** START OF Entries provided **
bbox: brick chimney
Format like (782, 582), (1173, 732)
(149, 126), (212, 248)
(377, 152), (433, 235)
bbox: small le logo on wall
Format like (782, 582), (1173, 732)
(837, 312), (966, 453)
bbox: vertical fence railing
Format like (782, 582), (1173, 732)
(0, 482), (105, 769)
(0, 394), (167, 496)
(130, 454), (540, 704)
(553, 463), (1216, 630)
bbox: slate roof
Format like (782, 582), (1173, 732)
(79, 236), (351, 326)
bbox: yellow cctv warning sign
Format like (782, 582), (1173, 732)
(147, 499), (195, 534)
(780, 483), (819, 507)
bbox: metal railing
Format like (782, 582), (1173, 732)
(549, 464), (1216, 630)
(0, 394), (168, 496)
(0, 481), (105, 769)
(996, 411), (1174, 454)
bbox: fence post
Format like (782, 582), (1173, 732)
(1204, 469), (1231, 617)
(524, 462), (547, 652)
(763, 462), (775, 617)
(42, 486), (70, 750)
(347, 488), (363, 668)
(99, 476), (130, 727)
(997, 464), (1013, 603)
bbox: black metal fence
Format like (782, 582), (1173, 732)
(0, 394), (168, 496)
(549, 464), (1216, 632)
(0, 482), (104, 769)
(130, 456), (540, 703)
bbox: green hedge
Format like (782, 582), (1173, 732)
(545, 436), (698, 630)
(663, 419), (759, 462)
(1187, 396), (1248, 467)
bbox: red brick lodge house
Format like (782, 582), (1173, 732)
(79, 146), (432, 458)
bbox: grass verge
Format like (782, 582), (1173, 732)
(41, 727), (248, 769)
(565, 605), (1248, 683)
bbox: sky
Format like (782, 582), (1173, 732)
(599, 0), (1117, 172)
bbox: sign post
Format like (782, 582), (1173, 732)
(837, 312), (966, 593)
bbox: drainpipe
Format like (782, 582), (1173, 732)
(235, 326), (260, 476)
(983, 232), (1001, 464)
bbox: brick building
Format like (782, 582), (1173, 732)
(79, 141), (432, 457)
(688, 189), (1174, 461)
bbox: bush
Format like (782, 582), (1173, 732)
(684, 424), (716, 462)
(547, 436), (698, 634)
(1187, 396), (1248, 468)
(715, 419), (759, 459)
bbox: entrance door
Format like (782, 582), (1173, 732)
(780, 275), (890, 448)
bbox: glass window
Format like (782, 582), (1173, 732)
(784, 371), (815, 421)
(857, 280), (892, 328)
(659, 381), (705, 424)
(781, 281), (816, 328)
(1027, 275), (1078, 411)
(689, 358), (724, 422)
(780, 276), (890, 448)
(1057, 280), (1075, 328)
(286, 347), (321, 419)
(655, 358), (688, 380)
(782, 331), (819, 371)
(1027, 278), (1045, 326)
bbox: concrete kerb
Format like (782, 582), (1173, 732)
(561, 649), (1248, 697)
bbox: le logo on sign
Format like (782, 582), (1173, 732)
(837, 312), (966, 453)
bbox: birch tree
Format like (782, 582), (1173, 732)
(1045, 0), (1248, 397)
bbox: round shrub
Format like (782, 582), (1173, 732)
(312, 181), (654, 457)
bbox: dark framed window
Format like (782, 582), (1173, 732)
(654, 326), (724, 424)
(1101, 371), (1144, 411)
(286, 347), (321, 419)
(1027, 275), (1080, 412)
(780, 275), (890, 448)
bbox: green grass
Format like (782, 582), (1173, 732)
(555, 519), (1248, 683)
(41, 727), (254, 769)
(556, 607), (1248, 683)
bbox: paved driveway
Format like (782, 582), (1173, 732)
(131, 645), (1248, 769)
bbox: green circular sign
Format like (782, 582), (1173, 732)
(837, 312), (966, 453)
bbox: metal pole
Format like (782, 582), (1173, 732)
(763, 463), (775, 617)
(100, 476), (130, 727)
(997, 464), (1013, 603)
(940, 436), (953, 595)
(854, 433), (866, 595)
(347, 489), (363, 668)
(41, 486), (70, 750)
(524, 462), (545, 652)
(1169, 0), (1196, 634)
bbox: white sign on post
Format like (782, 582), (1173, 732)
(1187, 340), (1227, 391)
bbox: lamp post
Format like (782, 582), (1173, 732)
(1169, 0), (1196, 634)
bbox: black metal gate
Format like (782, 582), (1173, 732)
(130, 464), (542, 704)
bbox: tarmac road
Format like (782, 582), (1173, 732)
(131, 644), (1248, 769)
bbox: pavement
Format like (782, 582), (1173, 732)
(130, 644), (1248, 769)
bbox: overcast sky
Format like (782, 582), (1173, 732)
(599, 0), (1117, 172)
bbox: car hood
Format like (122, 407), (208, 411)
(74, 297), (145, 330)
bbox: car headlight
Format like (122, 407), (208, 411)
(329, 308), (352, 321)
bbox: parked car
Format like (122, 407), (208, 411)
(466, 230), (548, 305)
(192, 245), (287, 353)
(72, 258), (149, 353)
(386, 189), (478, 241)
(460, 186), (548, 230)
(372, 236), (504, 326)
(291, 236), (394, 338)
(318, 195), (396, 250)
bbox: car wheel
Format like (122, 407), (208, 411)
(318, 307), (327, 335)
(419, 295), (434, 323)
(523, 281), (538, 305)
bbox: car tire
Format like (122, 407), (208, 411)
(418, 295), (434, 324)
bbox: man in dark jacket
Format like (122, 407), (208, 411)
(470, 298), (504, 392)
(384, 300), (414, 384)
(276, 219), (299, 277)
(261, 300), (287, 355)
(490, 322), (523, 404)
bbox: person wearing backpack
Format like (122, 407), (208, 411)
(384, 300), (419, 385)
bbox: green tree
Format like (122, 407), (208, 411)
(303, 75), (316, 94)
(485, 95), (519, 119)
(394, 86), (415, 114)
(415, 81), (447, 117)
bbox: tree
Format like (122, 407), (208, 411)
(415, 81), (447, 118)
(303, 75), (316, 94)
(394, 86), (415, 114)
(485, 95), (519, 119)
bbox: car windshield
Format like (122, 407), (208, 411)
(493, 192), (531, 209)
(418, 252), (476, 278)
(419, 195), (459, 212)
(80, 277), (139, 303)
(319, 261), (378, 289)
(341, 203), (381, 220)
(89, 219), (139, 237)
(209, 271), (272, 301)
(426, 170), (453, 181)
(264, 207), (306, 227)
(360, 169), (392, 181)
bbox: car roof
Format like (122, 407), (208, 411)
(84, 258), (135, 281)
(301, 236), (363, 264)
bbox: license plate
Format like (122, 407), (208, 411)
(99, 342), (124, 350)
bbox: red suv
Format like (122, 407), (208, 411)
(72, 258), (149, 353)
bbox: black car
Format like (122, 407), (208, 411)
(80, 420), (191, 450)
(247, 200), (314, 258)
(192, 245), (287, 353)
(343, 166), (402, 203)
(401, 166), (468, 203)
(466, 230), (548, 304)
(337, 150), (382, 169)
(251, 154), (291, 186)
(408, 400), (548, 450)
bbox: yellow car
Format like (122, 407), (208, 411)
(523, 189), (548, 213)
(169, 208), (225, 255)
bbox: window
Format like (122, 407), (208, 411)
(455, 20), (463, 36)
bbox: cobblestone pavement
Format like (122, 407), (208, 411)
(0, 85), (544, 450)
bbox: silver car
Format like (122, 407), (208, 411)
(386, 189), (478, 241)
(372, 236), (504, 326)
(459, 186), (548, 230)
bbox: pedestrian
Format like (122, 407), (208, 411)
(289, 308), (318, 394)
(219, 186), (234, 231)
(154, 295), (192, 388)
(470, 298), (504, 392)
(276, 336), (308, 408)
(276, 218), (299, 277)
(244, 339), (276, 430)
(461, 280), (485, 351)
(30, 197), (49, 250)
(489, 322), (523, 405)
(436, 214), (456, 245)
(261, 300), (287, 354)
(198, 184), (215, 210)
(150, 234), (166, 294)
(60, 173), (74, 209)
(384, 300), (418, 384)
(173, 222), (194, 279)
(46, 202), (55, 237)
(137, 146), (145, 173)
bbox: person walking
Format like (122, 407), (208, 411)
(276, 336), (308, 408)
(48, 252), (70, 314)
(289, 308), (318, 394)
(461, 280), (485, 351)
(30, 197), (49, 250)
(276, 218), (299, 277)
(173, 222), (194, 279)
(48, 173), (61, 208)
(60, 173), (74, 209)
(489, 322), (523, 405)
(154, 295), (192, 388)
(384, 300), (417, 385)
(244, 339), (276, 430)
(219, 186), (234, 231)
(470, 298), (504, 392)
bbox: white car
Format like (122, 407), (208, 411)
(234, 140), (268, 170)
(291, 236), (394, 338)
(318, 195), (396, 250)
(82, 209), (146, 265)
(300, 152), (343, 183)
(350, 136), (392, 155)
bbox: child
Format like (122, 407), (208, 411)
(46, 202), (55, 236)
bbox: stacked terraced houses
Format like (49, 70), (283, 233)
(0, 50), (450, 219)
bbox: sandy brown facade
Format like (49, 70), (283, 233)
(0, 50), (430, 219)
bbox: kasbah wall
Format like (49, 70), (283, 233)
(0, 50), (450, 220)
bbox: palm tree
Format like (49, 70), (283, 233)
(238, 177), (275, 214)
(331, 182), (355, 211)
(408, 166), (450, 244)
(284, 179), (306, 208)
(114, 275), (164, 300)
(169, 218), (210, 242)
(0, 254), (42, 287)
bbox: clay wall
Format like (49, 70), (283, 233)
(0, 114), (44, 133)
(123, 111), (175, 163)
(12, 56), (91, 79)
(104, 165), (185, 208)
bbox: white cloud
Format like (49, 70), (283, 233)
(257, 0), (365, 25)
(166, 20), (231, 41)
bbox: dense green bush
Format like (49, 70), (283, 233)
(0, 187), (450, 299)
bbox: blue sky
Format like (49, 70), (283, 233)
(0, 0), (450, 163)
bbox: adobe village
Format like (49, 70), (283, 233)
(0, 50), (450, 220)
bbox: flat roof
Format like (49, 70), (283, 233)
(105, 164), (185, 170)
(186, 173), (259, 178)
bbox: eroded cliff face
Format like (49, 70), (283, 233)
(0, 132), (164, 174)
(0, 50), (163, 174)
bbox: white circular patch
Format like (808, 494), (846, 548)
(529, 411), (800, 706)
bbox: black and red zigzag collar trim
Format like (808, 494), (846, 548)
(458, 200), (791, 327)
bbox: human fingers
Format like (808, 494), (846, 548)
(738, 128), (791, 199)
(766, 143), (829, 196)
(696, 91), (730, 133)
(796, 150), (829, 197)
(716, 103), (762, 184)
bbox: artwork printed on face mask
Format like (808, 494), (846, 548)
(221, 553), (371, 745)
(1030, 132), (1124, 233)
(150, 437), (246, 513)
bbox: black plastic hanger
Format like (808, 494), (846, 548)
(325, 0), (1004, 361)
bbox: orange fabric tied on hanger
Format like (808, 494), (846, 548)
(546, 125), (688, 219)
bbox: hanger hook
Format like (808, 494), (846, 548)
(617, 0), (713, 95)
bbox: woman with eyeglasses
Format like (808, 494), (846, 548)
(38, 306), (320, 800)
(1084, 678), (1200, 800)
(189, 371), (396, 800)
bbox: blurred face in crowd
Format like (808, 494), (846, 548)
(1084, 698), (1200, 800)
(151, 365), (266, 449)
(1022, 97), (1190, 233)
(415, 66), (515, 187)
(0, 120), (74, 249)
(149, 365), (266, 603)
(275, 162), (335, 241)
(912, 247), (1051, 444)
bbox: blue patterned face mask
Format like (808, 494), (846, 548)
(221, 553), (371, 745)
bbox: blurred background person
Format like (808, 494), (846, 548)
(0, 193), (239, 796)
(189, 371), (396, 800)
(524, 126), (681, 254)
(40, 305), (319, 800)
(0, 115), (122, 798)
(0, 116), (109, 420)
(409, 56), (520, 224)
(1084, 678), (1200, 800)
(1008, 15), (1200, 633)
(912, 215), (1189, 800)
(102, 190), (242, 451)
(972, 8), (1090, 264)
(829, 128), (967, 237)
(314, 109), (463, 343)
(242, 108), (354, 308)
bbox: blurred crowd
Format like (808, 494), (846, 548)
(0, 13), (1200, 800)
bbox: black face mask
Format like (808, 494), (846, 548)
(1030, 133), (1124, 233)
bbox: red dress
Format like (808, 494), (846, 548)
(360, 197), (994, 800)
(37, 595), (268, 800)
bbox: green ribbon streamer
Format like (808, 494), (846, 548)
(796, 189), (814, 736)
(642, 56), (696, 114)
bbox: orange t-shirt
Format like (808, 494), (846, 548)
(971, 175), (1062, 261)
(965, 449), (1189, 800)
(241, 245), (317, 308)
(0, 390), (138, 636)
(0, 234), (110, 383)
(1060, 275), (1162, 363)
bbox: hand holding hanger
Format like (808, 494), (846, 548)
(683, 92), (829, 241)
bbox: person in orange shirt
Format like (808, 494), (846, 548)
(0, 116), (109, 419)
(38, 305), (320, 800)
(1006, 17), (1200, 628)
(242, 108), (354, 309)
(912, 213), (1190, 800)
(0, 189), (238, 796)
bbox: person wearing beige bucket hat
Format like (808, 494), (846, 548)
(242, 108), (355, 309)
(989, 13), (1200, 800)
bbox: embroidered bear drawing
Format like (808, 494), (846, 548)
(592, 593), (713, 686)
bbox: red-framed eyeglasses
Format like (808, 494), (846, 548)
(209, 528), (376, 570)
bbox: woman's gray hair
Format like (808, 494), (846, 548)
** END OF Entries provided **
> _Exercise brief_
Lay out the item lines from the line with "bbox: dark framed window" to the line with "(131, 645), (1248, 769)", inclusive, as a JSON list of strings with one string per line and blank lines omitted.

> _Output of the exercise_
[
  "bbox: dark framed window",
  "Format like (782, 582), (1173, 732)",
  "(654, 326), (724, 424)",
  "(1101, 371), (1144, 411)",
  "(286, 347), (321, 419)",
  "(1027, 275), (1080, 412)",
  "(780, 275), (890, 448)",
  "bbox: green grass",
  "Format like (782, 582), (1173, 732)",
  "(555, 519), (1248, 683)",
  "(41, 727), (254, 769)",
  "(556, 607), (1248, 683)",
  "bbox: paved driveway",
  "Format like (782, 582), (1173, 732)",
  "(131, 645), (1248, 769)"
]